==== RECORDS SHOWN ====
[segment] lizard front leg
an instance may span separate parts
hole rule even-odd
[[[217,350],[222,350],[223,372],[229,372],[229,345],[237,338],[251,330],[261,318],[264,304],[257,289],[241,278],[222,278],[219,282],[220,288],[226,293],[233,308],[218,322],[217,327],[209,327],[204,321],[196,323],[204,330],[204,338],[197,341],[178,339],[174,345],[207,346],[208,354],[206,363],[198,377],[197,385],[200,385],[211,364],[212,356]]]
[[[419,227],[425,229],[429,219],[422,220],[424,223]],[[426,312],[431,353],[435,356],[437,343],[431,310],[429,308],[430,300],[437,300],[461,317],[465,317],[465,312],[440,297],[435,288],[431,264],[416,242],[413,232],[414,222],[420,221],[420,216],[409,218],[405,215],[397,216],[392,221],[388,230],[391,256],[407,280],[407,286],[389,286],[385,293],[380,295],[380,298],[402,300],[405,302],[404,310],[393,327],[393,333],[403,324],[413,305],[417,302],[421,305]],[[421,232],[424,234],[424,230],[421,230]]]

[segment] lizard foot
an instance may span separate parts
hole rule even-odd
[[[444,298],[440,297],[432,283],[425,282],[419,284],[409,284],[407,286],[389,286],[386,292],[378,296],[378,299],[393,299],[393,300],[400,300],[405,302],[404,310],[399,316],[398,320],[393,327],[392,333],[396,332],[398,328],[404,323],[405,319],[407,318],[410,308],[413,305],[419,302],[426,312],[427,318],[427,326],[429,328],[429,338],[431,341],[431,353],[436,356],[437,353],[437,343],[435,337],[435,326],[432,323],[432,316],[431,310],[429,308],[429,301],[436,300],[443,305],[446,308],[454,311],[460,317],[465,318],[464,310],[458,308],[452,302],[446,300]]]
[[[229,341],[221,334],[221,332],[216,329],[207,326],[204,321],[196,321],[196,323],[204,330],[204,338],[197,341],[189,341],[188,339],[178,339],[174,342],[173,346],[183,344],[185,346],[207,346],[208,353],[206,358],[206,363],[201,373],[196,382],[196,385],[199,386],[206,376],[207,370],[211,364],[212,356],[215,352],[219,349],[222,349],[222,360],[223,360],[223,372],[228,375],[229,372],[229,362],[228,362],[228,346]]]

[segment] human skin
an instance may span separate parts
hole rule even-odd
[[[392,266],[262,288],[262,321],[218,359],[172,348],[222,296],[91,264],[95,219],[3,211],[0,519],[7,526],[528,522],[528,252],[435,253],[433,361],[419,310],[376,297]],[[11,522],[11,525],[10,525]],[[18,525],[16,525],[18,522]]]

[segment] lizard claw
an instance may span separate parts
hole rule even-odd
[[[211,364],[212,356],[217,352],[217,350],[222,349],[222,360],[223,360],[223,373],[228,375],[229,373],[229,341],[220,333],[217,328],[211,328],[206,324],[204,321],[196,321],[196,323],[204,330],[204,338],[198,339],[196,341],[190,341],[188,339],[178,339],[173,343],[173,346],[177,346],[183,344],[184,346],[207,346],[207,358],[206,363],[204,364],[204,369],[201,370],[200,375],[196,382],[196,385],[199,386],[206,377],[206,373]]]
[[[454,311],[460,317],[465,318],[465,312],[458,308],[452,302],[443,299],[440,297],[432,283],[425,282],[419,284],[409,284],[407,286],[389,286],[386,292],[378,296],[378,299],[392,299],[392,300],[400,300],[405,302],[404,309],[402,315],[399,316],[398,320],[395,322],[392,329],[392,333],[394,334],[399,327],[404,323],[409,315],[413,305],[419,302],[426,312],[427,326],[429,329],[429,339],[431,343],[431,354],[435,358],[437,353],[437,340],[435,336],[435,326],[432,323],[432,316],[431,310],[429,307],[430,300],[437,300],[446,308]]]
====
WHAT IS EXPECTED.
Please reproduce every line above without any change.

FINAL RESULT.
[segment] lizard front leg
an instance may span separate parts
hole rule even-odd
[[[217,350],[222,350],[223,372],[229,372],[229,345],[237,338],[251,330],[261,318],[264,304],[257,289],[241,278],[222,278],[219,282],[220,288],[226,293],[233,308],[218,322],[217,327],[209,327],[204,321],[196,323],[204,330],[204,338],[197,341],[178,339],[174,345],[207,346],[208,354],[206,363],[198,377],[197,385],[200,385],[211,364],[212,356]]]
[[[419,227],[425,229],[429,219],[422,220],[424,223]],[[426,312],[431,353],[435,356],[437,343],[431,310],[429,308],[430,300],[437,300],[461,317],[465,317],[465,312],[440,297],[435,288],[431,264],[416,242],[413,232],[414,222],[420,221],[420,216],[409,218],[405,215],[397,216],[392,221],[388,230],[391,256],[407,280],[407,286],[389,286],[385,293],[380,295],[380,298],[402,300],[405,302],[404,310],[393,327],[393,333],[403,324],[413,305],[417,302],[421,305]],[[421,232],[424,234],[424,230],[421,230]]]

[segment] lizard foot
an instance may span separate parts
hole rule even-odd
[[[444,298],[440,297],[432,283],[425,282],[419,284],[409,284],[407,286],[389,286],[386,292],[378,296],[378,299],[393,299],[393,300],[400,300],[405,302],[404,310],[399,316],[398,320],[393,327],[392,333],[396,332],[398,328],[404,323],[405,319],[407,318],[410,308],[413,305],[419,302],[426,312],[427,318],[427,326],[429,328],[429,338],[431,341],[431,353],[436,356],[437,353],[437,343],[435,337],[435,326],[432,323],[432,316],[431,310],[429,308],[429,301],[436,300],[443,305],[446,308],[454,311],[460,317],[465,318],[464,310],[458,308],[452,302],[446,300]]]
[[[229,341],[221,334],[221,332],[216,329],[207,326],[204,321],[196,321],[196,323],[204,330],[204,338],[197,341],[189,341],[188,339],[178,339],[174,342],[173,346],[183,344],[185,346],[207,346],[208,353],[206,358],[206,363],[201,373],[196,382],[196,385],[199,386],[206,376],[207,370],[211,364],[212,356],[215,352],[219,349],[222,349],[222,360],[223,360],[223,372],[228,375],[229,372],[229,362],[228,362],[228,346]]]

[segment] human skin
an instance may span separate parts
hole rule even-odd
[[[392,266],[262,288],[262,321],[218,359],[172,348],[222,296],[91,264],[95,219],[3,211],[0,519],[7,526],[528,522],[528,252],[435,253],[433,361],[419,310],[376,297]],[[11,522],[11,525],[10,525]],[[18,525],[16,525],[18,522]]]

[segment] lizard claw
an instance may span separate parts
hole rule even-odd
[[[211,364],[212,356],[217,352],[217,350],[222,349],[222,360],[223,360],[223,373],[228,375],[229,373],[229,341],[220,333],[217,328],[211,328],[206,324],[204,321],[196,321],[196,323],[204,330],[204,338],[198,339],[196,341],[190,341],[188,339],[178,339],[173,343],[173,346],[177,346],[183,344],[184,346],[207,346],[207,358],[206,363],[204,364],[204,369],[201,370],[200,375],[196,382],[196,385],[199,386],[206,377],[206,373]]]
[[[454,311],[460,317],[465,318],[465,312],[458,308],[452,302],[443,299],[440,297],[432,283],[425,282],[419,284],[409,284],[407,286],[389,286],[386,292],[378,296],[378,299],[392,299],[392,300],[400,300],[405,302],[404,309],[402,315],[399,316],[398,320],[395,322],[392,329],[392,333],[394,334],[399,327],[404,323],[409,315],[413,305],[419,302],[426,312],[427,326],[429,329],[429,339],[431,343],[431,354],[435,358],[437,353],[437,340],[435,336],[435,326],[432,323],[432,316],[431,310],[429,307],[430,300],[437,300],[446,308]]]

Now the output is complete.